§ **WHAT THE EXERCISE ASKS**
What are the lines from the one containing "the thin dry" through the end of the listing below? Return them exactly, and only them.

§ **TASK DATA**
··········

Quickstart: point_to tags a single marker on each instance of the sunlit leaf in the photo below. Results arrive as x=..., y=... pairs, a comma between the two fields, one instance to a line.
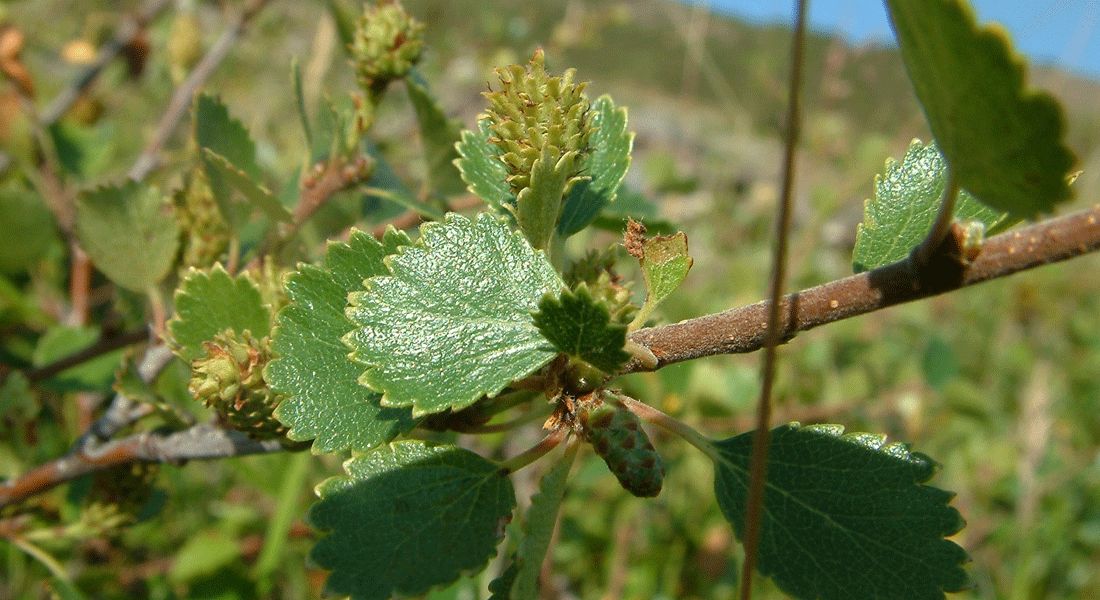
x=409, y=517
x=130, y=232
x=607, y=163
x=1003, y=142
x=581, y=327
x=906, y=198
x=845, y=516
x=325, y=400
x=453, y=320
x=211, y=301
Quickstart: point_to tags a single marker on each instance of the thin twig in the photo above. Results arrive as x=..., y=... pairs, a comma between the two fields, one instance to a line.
x=67, y=97
x=123, y=411
x=754, y=504
x=202, y=442
x=744, y=329
x=185, y=93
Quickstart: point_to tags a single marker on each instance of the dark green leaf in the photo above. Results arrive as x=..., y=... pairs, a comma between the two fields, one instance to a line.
x=84, y=152
x=210, y=302
x=485, y=175
x=438, y=135
x=906, y=198
x=130, y=232
x=1003, y=142
x=215, y=130
x=299, y=100
x=538, y=530
x=607, y=164
x=845, y=516
x=409, y=517
x=453, y=320
x=581, y=326
x=325, y=402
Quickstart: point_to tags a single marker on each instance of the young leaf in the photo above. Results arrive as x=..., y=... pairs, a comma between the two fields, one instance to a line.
x=210, y=302
x=485, y=175
x=453, y=322
x=325, y=401
x=664, y=265
x=256, y=194
x=845, y=516
x=538, y=206
x=906, y=199
x=607, y=163
x=541, y=516
x=581, y=326
x=1003, y=142
x=439, y=137
x=130, y=232
x=409, y=517
x=215, y=130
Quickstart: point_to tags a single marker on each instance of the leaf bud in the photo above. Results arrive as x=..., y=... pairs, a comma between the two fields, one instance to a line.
x=229, y=379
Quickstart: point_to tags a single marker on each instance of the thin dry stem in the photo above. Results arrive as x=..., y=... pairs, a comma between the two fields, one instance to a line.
x=185, y=93
x=744, y=329
x=754, y=504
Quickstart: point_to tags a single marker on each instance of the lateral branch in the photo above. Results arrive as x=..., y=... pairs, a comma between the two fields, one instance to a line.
x=744, y=329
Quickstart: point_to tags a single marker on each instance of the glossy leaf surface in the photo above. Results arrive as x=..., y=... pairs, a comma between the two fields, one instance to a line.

··········

§ **YOUR SOLUTION**
Quickstart: point_to tags a single marker on each instance of the thin dry stem in the photo above. Results arrive as x=..., y=... pairs, a comma between the two fields, one instance to a line.
x=185, y=93
x=744, y=329
x=754, y=504
Quickstart: point_to tags a single marker on each instance of the lateral branch in the photo above. Results arrive as x=..., y=... pairs, a comma between the two fields, one instance to a line.
x=744, y=329
Quickstart: point_to tags a single marker on each instance of the glossy leaf surface in the photo above. Results arrive as x=..., y=... pairs, a comma between the two fields, one instance to a line.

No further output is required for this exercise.